Problem to solve:
Drop the pictures from the entries below, then reproduce the rest exactly.

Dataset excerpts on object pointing
--------------------------------------------------
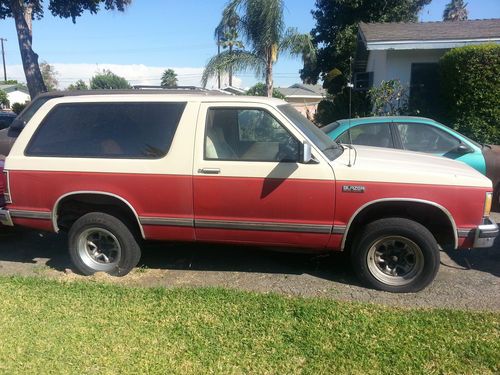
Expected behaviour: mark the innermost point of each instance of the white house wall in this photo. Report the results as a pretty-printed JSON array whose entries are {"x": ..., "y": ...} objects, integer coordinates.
[
  {"x": 18, "y": 97},
  {"x": 394, "y": 64}
]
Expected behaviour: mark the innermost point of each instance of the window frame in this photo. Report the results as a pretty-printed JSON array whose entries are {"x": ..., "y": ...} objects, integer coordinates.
[
  {"x": 421, "y": 124},
  {"x": 238, "y": 108},
  {"x": 42, "y": 123}
]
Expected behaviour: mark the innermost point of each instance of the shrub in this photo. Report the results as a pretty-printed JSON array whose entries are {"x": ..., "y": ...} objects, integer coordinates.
[{"x": 470, "y": 83}]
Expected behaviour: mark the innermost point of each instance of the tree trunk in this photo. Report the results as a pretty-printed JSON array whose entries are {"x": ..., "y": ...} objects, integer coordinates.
[
  {"x": 22, "y": 17},
  {"x": 269, "y": 77},
  {"x": 230, "y": 68}
]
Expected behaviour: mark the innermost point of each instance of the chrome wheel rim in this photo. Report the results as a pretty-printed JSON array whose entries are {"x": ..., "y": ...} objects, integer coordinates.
[
  {"x": 99, "y": 249},
  {"x": 395, "y": 260}
]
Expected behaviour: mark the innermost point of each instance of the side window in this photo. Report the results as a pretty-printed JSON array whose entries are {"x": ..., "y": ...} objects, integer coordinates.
[
  {"x": 377, "y": 135},
  {"x": 248, "y": 135},
  {"x": 107, "y": 130},
  {"x": 425, "y": 138}
]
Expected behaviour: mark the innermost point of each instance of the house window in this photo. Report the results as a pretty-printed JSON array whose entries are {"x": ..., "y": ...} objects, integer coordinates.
[{"x": 424, "y": 88}]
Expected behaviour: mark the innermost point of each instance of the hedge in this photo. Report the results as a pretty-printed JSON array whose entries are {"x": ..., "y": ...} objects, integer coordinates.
[{"x": 470, "y": 83}]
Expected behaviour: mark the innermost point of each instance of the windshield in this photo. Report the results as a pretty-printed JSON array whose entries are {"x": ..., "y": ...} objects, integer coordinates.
[{"x": 331, "y": 149}]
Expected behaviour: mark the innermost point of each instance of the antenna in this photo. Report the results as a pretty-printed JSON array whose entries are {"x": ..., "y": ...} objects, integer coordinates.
[{"x": 350, "y": 86}]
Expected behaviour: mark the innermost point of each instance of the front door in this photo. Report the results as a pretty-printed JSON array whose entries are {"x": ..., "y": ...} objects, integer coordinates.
[{"x": 249, "y": 186}]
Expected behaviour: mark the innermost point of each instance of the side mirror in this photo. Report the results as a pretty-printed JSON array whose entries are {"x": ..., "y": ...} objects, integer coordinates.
[
  {"x": 305, "y": 154},
  {"x": 463, "y": 149}
]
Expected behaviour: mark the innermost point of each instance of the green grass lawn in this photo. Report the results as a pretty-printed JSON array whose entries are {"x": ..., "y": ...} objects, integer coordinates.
[{"x": 49, "y": 326}]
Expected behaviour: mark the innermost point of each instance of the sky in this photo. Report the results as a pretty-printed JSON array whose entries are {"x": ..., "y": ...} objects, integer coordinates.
[{"x": 153, "y": 35}]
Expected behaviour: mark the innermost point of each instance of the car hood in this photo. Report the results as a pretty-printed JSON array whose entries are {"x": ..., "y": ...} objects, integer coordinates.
[{"x": 388, "y": 165}]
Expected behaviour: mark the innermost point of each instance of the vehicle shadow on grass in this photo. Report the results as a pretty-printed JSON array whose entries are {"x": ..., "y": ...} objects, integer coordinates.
[{"x": 25, "y": 248}]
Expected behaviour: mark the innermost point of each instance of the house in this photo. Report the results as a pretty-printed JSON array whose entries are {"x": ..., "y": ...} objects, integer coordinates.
[
  {"x": 410, "y": 52},
  {"x": 304, "y": 98},
  {"x": 16, "y": 93}
]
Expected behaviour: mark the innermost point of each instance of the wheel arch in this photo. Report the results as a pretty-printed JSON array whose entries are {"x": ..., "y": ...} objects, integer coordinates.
[
  {"x": 62, "y": 198},
  {"x": 400, "y": 204}
]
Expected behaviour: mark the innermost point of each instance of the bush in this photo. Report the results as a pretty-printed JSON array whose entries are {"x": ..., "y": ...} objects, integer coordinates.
[
  {"x": 18, "y": 107},
  {"x": 470, "y": 83},
  {"x": 337, "y": 107}
]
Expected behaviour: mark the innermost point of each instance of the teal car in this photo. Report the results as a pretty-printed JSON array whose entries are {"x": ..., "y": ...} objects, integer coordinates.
[{"x": 422, "y": 135}]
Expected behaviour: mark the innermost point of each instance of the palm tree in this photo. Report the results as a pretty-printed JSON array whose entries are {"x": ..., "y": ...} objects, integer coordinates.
--------------------------------------------------
Solution for this task:
Expected behaviour: mark the innermost point of each instance of the white house wall in this photo. Report the results as a pretty-printed JSON array whose entries are {"x": ..., "y": ...} objects, integer coordinates.
[
  {"x": 18, "y": 97},
  {"x": 394, "y": 64}
]
Expected behaviour: mark the innermost point of each instance of the window frame in this photo. Report the results as a pretty-printed JSON array whose entries are {"x": ..., "y": ...} objects, integer coordinates.
[
  {"x": 421, "y": 124},
  {"x": 238, "y": 108},
  {"x": 42, "y": 123}
]
Expected behaviour: mark the innermost point of each instance of the shrub in this photo. Report the results as a pretty-printed JSON array whose entries are {"x": ..., "y": ...} objects, integer coordinates.
[{"x": 470, "y": 83}]
Expected behaviour: mark the innermost point of each instance of the tree trunk in this photo. Report the results as a pretty-printed JSON array whose entries are {"x": ..., "y": ...} objects, integer coordinates.
[
  {"x": 22, "y": 17},
  {"x": 269, "y": 77},
  {"x": 230, "y": 68}
]
Expected behaviour: mark the innermost point of each instance of the chrome wheel rim in this photo. Report the results as a pretty-printed JSON array whose entries are {"x": ..., "y": ...} objects, integer coordinates.
[
  {"x": 99, "y": 249},
  {"x": 395, "y": 260}
]
Expected behaviour: mark the innermost point of each instance of the side window in this photo. Report the results as a pretty-printed JSON array whose entries are {"x": ..., "y": ...} objects, integer coordinates.
[
  {"x": 377, "y": 135},
  {"x": 248, "y": 135},
  {"x": 107, "y": 130},
  {"x": 425, "y": 138}
]
Expected behaviour: mark the innermost point of each instance of the house window in this photo. Report the results as a pretty-printed JSON array whose entries are {"x": ..., "y": ...} objects, integer coordinates.
[{"x": 424, "y": 88}]
Expected behaviour: mark the innermost point of each instance of the hedge in this photo. Report the results as a pretty-printed JSON array whose entries are {"x": ..., "y": ...} objects, integer coordinates.
[{"x": 470, "y": 83}]
Expected behaviour: mark the innermost point of each instance of the windshield in this photo. Report the results as a pretty-printed JSON array whose entries are {"x": ..., "y": ...} objects, integer coordinates.
[{"x": 331, "y": 149}]
Expected behaviour: mark the innermost point of each instance of the antenna in this photo. Report the results as a pretty-printed JSON array whose entries are {"x": ..., "y": ...} objects, integer coordinates.
[{"x": 350, "y": 86}]
Expected behaviour: mark the innermost point of each instance of the front door in this photo. Report the results as a pretty-printed JSON array whose entries are {"x": ..., "y": ...} objects, integer coordinates.
[{"x": 249, "y": 186}]
Expected behaviour: mark the innermost point of each instance of the side mirror in this photo. Report the results as a pretty-printed JSON array whose entries are {"x": ..., "y": ...} objects, integer coordinates.
[
  {"x": 305, "y": 154},
  {"x": 463, "y": 149}
]
Expected behaviour: mark the innermost point of each instance of the green grass lawn in this photo. Report the results as a pretty-printed JSON array whose entries are {"x": ..., "y": ...} objects, integer coordinates.
[{"x": 49, "y": 326}]
Expected behaviour: mark the innermost point of each instance of the sky in this photo. Report the results as a pretty-printed JSON array whose entries are {"x": ..., "y": ...} objects, integer coordinates.
[{"x": 153, "y": 35}]
Expected behaviour: mark the innermost point of each instance of the car hood in this photo. Report the results as a pretty-printed JSON array whose entries are {"x": ..., "y": ...} objects, integer coordinates.
[{"x": 388, "y": 165}]
Expected behaviour: mark the innermost point of each instance of the vehicle shadow on grass in this photo. Report the results as a pretty-printed JSON array whose entries are {"x": ..., "y": ...} objects, integer coordinates.
[{"x": 25, "y": 248}]
Expected behaviour: mark the innermost point of each instance of the house in this photo. Report the results as a pretty-printed JSON array whose entries are {"x": ..., "y": ...} objects, integer coordinates.
[
  {"x": 410, "y": 52},
  {"x": 304, "y": 98},
  {"x": 16, "y": 93}
]
Expected behaviour: mark the innermost point of each instance of the wheel arch in this photo. Report the results as a pretty-printed JSON array whose entries are {"x": ..., "y": ...} objects, integer coordinates.
[
  {"x": 62, "y": 198},
  {"x": 400, "y": 204}
]
Expected behaviour: mark the innermost point of each instance of the bush in this photo. Report the results as a pretty-printed JSON array whose entries are {"x": ..., "y": ...} objects, integer coordinates.
[
  {"x": 18, "y": 107},
  {"x": 470, "y": 83},
  {"x": 337, "y": 107}
]
Expected behaviour: mark the innermost point of each instance of the teal car in this photo. Report the results as a pretty-printed JSON array whose entries are {"x": ..., "y": ...} objects, integer coordinates.
[{"x": 422, "y": 135}]
Expected behaviour: mark the innermost point of each instance of the palm tree in this photo. Report the results as a pretty-printed JSON array whose entries are {"x": ..., "y": ...} objects, integer coordinates.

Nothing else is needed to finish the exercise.